## ЦЕЛЬ УПРАЖНЕНИЯ
Продублируйте без изменений часть текста о Лаврове и Ткачеве: всё, начиная со слов «По большому счету, именно» и вплоть до слов «бежали и пропагандировали.».

Лаврова критиковали и слева, и справа. Либералы эти идеи абсолютно не принимали, а слева его критиковал самый жесткий критик Петр Ткачев, который сначала сотрудничал с Лавровым, а потом вдрызг разругался с ним и создал свой «Набат». Они разошлись в вопросе о типе партии. В единственных воспоминаниях личного секретаря Ленина Бонч-Бруевича, которые были опубликованы в 1932 году (позже во всех воспоминаниях эти строчки убирали), он вспоминает, что Ленин сказал: «Из них всех [имея в виду Бакунина, Лаврова и Ткачева] нам [большевикам] подошел именно Ткачев».
По большому счету, именно Ткачев говорил о необходимости создания партии профессиональных революционеров (ну, или законспирированных). Его не устраивали методы борьбы, которые предлагал Лавров, — выходить на широкие массы. Ткачев считал эту идею провальной.
Ее провал был блестяще описан у Кропоткина в «Записках революционера», где два здоровенных офицера, Сергей Кравчинский и Рогачев, идут и по дороге пытаются пропагандировать. Они встречают какого-то мужичонку, который едет на телеге, и они начинают ему пропагандировать. Тот, значит, посмотрел — и бежать, а они за ним — бежали и пропагандировали.

## ПРЕДОСТАВЛЕННЫЕ ПУНКТЫ

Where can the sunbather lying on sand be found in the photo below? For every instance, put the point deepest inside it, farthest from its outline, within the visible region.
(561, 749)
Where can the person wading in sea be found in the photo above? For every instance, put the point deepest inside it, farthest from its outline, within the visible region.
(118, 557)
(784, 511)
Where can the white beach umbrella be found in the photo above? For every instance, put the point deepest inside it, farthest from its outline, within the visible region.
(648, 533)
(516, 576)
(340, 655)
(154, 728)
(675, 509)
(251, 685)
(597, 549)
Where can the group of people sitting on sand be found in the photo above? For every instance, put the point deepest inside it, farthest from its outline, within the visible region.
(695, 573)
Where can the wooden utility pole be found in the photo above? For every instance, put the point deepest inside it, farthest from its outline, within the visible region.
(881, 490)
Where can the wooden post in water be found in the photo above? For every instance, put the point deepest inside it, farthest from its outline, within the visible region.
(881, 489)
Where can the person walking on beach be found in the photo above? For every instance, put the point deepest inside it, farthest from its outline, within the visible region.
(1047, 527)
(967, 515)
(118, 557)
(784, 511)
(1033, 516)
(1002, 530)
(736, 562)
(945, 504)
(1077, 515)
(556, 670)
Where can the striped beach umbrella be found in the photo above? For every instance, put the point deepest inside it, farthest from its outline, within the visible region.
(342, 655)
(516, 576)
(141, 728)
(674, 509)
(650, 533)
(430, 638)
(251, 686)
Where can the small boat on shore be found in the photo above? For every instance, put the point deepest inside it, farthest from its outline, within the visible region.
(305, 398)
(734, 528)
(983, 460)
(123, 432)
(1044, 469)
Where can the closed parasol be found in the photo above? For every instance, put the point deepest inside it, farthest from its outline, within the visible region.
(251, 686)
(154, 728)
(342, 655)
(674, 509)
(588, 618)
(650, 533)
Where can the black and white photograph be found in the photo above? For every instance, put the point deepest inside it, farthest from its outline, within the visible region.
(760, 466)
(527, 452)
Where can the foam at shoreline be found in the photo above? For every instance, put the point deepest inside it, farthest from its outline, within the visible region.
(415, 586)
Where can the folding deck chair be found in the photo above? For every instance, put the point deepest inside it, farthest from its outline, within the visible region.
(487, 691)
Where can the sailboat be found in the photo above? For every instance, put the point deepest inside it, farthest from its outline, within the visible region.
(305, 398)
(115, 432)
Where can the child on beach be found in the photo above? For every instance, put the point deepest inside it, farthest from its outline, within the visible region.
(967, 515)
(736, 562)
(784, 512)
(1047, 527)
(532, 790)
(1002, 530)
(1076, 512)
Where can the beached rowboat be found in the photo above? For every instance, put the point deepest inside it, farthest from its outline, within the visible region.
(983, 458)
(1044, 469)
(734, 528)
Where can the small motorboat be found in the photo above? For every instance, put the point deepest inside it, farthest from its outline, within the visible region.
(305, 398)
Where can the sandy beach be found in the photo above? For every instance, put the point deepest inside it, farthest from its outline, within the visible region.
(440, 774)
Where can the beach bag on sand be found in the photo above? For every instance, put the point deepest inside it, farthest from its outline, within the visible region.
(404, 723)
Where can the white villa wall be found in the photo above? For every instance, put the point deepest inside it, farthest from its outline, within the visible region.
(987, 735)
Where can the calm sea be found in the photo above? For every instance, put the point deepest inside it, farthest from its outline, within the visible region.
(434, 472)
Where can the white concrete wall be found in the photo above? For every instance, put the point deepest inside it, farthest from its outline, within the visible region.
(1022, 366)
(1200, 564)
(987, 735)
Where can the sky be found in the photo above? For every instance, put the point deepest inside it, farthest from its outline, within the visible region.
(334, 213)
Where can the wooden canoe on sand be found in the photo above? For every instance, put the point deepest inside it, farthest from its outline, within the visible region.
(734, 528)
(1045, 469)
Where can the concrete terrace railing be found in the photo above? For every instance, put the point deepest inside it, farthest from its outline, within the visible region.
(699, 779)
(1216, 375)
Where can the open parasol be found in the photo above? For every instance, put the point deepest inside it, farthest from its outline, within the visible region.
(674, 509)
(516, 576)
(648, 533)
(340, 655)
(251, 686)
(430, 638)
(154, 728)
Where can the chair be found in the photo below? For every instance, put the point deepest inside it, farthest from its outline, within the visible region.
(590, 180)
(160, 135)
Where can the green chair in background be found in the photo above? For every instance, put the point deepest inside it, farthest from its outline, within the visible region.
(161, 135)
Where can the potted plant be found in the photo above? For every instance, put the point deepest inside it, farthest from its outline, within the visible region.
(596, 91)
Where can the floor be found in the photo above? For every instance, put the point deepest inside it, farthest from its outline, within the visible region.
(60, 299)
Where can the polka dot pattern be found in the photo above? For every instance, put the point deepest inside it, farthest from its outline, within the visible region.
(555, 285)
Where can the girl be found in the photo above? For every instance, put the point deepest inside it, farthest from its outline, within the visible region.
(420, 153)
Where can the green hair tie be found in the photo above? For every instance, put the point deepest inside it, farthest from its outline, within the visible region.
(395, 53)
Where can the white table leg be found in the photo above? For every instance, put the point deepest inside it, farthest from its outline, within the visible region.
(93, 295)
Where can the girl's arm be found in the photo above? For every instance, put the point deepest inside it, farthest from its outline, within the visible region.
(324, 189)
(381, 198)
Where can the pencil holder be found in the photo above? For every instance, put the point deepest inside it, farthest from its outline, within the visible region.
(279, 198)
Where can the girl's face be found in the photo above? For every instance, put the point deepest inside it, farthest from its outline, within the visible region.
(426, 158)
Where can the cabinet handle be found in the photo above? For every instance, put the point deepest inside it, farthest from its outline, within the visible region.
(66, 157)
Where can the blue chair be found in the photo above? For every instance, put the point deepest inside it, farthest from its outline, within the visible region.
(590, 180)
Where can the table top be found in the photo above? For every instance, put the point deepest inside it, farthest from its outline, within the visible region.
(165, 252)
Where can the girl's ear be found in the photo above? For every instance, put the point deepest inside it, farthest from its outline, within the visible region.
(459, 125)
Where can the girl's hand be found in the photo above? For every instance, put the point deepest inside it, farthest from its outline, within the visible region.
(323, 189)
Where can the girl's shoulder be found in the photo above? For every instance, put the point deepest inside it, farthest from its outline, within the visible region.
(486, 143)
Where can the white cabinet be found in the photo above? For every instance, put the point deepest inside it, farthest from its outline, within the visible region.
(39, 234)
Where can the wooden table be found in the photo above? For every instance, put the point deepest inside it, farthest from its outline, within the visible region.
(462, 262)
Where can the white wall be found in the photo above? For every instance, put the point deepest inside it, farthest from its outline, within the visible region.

## РЕЗУЛЬТАТ ЗАДАНИЯ
По большому счету, именно Ткачев говорил о необходимости создания партии профессиональных революционеров (ну, или законспирированных). Его не устраивали методы борьбы, которые предлагал Лавров, — выходить на широкие массы. Ткачев считал эту идею провальной.
Ее провал был блестяще описан у Кропоткина в «Записках революционера», где два здоровенных офицера, Сергей Кравчинский и Рогачев, идут и по дороге пытаются пропагандировать. Они встречают какого-то мужичонку, который едет на телеге, и они начинают ему пропагандировать. Тот, значит, посмотрел — и бежать, а они за ним — бежали и пропагандировали.